Role of orexin-1 receptor mechanisms on compulsive food consumption in a model of binge eating in female rats

Abstract

Orexins (OX) and their receptors (OXR) modulate feeding, arousal, stress, and drug abuse. Neural systems that motivate and reinforce drug abuse may also underlie compulsive food seeking and intake. Therefore, the effects of GSK1059865 (5-bromo-N-[(2S,5S)-1-(3-fluoro-2-methoxybenzoyl)-5-methylpiperidin-2-yl]methyl-pyridin-2-amine), a selective OX(1)R antagonist, JNJ-10397049 (N-(2,4-dibromophenyl)-N'-[(4S,5S)-2,2-dimethyl-4-phenyl-1,3-dioxan-5-yl]urea), a selective OX(2)R antagonist, and SB-649868 (N-[((2S)-1-{[5-(4-fluorophenyl)-2-methyl-1,3-thiazol-4-yl]carbonyl}-2-piperidinyl)methyl]-1-benzofuran-4-carboxamide), a dual OX(1)/OX(2)R antagonist were evaluated in a binge eating (BE) model in female rats. BE of highly palatable food (HPF) was evoked by three cycles of food restriction followed by stress, elicited by exposing rats to HPF, but preventing them from having access to it for 15 min. Pharmacokinetic assessments of all compounds were obtained under the same experimental conditions used for the behavioral experiments. Topiramate was used as the reference compound as it selectively blocks BE in rats and humans. Dose-related thresholds for sleep-inducing effects of the OXR antagonists were measured using polysomnography in parallel experiments. SB-649868 and GSK1059865, but not JNJ-10397049, selectively reduced BE for HPF without affecting standard food pellet intake, at doses that did not induce sleep. These results indicate, for the first time, a major role of OX(1)R mechanisms in BE, suggesting that selective antagonism at OX(1)R could represent a novel pharmacological treatment for BE and possibly other eating disorders with a compulsive component.

Figure 1

[³H]inositol phosphates (IPs) accumulation elicited by concentration–response curves (CRC) of orexin-A (OXA) (•) in rat basophil leukemia (RBL) cells expressing: rat OX₁R (rOX₁R) (a) in the presence of 1 (Δ), 3.3 (▾), 10 (⋄) and 33 μM (▪) of JNJ-10397049 or rOX₂R (b) in the presence of 10 nM (□), 3.3 nM (Δ), 0.1 μM (▾), 0.3 μM (⋄) of JNJ-10397049. The inset graph represents the Schild's linear regression analysis of rOX₂R data. Each point represents the mean±SEM of three independent experiments, each performed in duplicate.

□ □ □

• _QUESTIONS ON THE MATERIAL_:
• 1. From the passage on orexin receptors and binge eating, extract the stretch from "[³H]inositol phosphates (IPs)" through "performed in duplicate.".
• 2. Answer these questions using the passage on orexin receptors and binge eating:
(a) Which compound served as the reference compound?
(b) For how many minutes were the rats kept from the highly palatable food during the stress exposure?
(c) According to the Figure 1 caption, how many independent experiments does each point represent?
• 3. Continue the passage on orexin receptors and binge eating from its last sentence.
None of the material is needed for this work.

• _PROVIDED DATA_:
□ □ □

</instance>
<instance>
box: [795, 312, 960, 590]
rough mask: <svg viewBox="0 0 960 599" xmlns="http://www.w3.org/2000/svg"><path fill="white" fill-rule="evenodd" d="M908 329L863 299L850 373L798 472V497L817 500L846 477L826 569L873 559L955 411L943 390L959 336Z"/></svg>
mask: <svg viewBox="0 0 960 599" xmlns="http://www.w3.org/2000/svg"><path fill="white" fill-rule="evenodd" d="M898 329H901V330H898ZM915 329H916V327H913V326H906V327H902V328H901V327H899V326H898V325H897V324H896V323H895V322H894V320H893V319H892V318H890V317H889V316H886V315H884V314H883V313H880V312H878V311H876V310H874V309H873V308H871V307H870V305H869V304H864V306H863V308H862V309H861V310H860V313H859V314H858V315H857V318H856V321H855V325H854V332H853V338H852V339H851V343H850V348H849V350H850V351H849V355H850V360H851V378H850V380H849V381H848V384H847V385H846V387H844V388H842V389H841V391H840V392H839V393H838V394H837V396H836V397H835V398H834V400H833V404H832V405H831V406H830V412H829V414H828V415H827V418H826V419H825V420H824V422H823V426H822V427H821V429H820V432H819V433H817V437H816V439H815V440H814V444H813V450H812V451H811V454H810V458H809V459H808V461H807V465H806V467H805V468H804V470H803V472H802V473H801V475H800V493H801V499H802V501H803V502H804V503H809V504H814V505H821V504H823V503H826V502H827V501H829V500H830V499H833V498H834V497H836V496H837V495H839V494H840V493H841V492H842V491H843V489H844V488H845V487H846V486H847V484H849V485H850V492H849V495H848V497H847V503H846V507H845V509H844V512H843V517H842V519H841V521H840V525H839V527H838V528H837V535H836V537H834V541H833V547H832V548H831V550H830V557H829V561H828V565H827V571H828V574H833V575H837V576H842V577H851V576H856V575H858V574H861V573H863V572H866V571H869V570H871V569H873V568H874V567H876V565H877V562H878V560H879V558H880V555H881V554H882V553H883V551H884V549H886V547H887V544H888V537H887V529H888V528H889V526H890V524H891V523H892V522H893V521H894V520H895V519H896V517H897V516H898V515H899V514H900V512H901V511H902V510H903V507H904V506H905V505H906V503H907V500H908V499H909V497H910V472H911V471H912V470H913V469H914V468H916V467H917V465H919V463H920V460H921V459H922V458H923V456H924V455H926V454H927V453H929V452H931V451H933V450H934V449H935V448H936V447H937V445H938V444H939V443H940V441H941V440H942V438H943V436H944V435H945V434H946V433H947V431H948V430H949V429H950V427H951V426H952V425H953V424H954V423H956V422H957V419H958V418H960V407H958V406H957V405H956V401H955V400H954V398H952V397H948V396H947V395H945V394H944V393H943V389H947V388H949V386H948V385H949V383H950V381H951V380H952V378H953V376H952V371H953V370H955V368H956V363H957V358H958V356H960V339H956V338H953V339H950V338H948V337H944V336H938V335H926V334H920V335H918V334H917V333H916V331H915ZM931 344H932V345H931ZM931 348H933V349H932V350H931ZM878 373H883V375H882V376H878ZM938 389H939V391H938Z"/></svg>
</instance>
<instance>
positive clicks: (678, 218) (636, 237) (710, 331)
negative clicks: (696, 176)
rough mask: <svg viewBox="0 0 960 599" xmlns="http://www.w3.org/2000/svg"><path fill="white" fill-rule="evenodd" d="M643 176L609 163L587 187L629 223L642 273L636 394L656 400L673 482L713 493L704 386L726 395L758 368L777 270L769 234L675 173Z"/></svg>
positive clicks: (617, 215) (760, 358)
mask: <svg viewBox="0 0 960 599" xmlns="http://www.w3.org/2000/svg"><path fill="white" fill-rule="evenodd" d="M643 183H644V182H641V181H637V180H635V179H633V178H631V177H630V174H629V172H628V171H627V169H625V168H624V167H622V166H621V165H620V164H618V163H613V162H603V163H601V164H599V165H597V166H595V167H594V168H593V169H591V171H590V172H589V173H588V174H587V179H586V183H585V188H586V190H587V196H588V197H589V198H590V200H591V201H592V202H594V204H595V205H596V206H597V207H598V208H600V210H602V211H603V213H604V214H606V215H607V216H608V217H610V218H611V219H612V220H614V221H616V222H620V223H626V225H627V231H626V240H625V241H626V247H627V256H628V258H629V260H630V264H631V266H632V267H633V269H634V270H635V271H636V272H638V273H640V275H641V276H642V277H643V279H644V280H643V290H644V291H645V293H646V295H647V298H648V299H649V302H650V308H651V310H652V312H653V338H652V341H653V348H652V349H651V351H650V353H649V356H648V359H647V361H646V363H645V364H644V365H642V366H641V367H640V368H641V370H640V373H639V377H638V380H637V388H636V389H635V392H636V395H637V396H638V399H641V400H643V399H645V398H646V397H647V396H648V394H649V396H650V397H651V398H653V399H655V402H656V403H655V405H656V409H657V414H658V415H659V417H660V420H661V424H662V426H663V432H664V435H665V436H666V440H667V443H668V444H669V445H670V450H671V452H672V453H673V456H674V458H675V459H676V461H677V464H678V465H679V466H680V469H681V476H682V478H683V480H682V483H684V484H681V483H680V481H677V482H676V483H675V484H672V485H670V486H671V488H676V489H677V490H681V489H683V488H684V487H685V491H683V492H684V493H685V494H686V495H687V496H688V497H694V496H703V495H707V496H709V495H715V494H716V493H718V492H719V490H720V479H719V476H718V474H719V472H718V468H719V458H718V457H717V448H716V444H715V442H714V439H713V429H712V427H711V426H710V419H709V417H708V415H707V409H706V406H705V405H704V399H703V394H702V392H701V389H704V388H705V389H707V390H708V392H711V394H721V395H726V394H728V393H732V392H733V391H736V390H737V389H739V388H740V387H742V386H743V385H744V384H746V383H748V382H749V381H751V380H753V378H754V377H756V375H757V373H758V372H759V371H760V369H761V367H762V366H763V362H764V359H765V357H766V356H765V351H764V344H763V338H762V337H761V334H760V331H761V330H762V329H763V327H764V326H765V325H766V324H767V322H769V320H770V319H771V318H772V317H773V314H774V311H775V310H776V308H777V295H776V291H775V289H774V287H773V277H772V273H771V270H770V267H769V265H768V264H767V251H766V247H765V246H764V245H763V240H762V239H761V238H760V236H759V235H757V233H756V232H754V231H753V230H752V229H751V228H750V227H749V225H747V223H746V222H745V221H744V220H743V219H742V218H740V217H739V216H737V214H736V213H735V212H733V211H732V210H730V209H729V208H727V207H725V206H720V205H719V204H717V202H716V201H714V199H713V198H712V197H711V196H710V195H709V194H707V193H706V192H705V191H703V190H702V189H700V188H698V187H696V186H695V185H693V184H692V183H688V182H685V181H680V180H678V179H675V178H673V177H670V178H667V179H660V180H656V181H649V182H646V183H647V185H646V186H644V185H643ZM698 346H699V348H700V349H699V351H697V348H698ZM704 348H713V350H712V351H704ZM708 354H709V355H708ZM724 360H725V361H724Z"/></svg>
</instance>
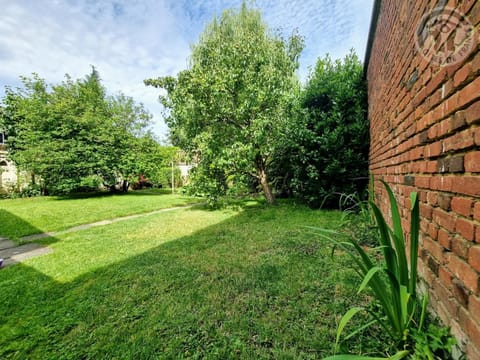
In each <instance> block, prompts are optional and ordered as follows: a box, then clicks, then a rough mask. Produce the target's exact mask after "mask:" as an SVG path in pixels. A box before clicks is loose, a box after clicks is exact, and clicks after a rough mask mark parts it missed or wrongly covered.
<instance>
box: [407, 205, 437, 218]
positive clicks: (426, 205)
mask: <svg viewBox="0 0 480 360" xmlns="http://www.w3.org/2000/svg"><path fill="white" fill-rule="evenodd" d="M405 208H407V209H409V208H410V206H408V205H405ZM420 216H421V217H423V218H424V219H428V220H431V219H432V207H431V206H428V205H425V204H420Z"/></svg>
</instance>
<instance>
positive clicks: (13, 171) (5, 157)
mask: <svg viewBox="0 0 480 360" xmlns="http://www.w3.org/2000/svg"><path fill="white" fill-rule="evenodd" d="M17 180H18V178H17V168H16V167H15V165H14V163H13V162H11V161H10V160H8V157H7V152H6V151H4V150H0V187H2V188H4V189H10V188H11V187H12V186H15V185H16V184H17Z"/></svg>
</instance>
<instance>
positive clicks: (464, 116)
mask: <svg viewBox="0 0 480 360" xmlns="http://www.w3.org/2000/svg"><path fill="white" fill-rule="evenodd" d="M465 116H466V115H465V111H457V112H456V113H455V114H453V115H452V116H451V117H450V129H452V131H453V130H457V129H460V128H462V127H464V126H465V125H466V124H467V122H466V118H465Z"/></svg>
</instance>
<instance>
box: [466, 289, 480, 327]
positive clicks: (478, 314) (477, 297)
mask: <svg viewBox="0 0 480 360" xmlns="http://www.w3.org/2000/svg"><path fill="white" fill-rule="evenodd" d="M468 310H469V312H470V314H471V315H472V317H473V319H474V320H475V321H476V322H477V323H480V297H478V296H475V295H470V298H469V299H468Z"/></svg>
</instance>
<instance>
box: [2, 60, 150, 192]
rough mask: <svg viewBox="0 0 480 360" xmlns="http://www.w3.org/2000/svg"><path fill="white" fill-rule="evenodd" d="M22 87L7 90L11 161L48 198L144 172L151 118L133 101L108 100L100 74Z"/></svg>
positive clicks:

□ □ □

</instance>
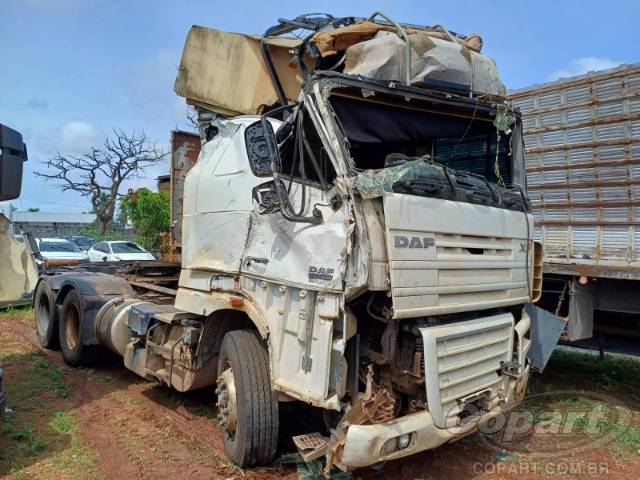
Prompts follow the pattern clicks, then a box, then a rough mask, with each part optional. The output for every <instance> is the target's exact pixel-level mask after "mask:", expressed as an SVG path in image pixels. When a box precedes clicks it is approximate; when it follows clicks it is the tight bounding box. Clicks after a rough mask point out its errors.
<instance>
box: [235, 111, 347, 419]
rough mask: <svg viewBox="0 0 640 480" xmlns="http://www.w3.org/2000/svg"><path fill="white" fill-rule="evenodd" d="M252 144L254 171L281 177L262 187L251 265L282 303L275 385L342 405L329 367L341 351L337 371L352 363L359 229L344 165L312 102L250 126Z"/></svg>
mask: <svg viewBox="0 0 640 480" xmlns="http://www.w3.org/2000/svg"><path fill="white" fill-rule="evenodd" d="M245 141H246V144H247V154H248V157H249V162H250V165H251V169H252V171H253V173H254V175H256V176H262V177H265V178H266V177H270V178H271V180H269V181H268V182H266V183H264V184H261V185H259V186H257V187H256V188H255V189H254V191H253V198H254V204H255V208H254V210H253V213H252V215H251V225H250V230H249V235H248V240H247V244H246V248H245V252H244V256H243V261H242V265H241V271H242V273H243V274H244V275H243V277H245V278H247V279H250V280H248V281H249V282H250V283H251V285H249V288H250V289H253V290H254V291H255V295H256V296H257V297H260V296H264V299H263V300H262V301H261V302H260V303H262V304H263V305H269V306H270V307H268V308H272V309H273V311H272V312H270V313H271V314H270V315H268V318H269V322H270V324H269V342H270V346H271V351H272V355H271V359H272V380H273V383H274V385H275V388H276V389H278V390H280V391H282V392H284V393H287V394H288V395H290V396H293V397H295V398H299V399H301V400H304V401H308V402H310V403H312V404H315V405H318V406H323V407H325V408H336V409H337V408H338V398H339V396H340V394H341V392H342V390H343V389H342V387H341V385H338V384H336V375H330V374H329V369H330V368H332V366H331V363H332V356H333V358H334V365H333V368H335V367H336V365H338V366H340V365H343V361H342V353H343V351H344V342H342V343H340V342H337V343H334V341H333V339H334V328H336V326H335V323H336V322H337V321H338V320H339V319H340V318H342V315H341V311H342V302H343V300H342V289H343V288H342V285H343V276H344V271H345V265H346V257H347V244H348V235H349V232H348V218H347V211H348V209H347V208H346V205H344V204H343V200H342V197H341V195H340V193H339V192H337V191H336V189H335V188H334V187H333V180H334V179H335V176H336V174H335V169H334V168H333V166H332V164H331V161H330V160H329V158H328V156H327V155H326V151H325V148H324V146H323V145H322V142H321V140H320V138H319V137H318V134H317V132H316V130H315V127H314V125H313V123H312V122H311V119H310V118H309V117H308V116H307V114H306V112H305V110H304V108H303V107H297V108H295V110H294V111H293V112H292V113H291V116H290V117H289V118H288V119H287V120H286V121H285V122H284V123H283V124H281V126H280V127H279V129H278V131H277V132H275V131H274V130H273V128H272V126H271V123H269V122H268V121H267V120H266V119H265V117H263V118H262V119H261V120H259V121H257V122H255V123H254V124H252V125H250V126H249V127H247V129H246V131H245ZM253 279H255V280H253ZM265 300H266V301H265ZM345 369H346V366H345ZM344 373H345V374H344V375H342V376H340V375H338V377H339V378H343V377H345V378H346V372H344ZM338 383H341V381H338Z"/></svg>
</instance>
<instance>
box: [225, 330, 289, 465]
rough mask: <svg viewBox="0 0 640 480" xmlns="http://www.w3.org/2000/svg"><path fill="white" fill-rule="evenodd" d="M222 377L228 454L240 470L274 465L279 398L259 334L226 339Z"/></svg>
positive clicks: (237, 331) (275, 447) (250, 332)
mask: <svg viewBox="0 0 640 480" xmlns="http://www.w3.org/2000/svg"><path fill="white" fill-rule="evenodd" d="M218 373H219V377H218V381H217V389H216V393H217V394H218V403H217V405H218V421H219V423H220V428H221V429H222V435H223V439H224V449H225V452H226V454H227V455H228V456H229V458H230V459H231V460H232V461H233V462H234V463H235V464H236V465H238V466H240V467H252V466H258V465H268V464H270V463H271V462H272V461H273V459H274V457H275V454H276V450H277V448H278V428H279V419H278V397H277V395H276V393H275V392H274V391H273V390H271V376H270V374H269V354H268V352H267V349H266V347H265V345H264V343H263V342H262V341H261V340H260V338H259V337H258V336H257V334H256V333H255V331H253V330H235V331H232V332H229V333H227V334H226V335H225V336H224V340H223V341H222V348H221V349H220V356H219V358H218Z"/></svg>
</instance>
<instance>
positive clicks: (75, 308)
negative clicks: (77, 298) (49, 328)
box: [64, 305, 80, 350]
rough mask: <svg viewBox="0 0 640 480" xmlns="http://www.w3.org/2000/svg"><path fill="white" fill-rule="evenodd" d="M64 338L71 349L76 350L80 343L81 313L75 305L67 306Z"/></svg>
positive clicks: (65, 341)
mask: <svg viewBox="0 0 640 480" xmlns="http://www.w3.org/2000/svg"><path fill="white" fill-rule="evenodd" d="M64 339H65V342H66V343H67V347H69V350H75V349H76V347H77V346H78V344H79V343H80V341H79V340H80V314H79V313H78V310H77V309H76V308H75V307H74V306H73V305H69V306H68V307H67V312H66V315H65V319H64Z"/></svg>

□ □ □

• _ANSWERS TO THE EXERCISES_:
• 1.
[³H]inositol phosphates (IPs) accumulation elicited by concentration–response curves (CRC) of orexin-A (OXA) (•) in rat basophil leukemia (RBL) cells expressing: rat OX₁R (rOX₁R) (a) in the presence of 1 (Δ), 3.3 (▾), 10 (⋄) and 33 μM (▪) of JNJ-10397049 or rOX₂R (b) in the presence of 10 nM (□), 3.3 nM (Δ), 0.1 μM (▾), 0.3 μM (⋄) of JNJ-10397049. The inset graph represents the Schild's linear regression analysis of rOX₂R data. Each point represents the mean±SEM of three independent experiments, each performed in duplicate.

• 2.
(a) Topiramate
(b) 15 minutes
(c) Three

• 3.
Figure 2

[³H]inositol phosphates (IPs) accumulation elicited by concentration–response curves (CRC) of orexin-A (OXA) (•) in rat basophil leukemia (RBL) cells expressing: rOX₁R (a) in the presence of 0.3 (▴), 1 (▾), 3.3 (♦) and 10 nM (○) of GSK1059865 or rOX₂R (b) in the presence of 0.1 (□), 0.3 (Δ), 1 (▾), 3.3 μM (⋄) of GSK1059865. The inset graph represents the Schild's linear regression analysis of rOX₂R data. Each point represents the mean±SEM of three independent experiments, each performed in duplicate.

Figure 3

[³H]inositol phosphates (IPs) accumulation elicited by concentration–response curves (CRC) of orexin-A (OXA) (•) in rat basophil leukemia (RBL) cells expressing: rat rOX₁R (rOX₁R) (a) in the presence of 0.1 (□), 0.3 (Δ), 0.6 (▾), and 1 nM (▪) of SB-649868 or rOX₂R (b) in the presence of 0.1 (□), 0.3 (Δ), 1 (▾), and 3.3 nM (▪) of SB-649868. Each point represents the mean±SEM of three independent experiments performed in duplicate.

Figure 4

Effect of SB-649868 (1 and 3 mg/kg, by gavage) or its vehicle on highly palatable food (HPF) intake. Values are expressed as mean±SEM of nine rats. ^**P<0.01, difference from vehicle-treated rats; where not indicated, the difference was not statistically significant.

Figure 5

Effect of topiramate (60 mg/kg, by gavage) or its vehicle on highly palatable food (HPF) intake. Values are expressed as mean±SEM of nine rats. ^*P<0.05, difference from vehicle treated rats; where not indicated, the difference was not statistically significant.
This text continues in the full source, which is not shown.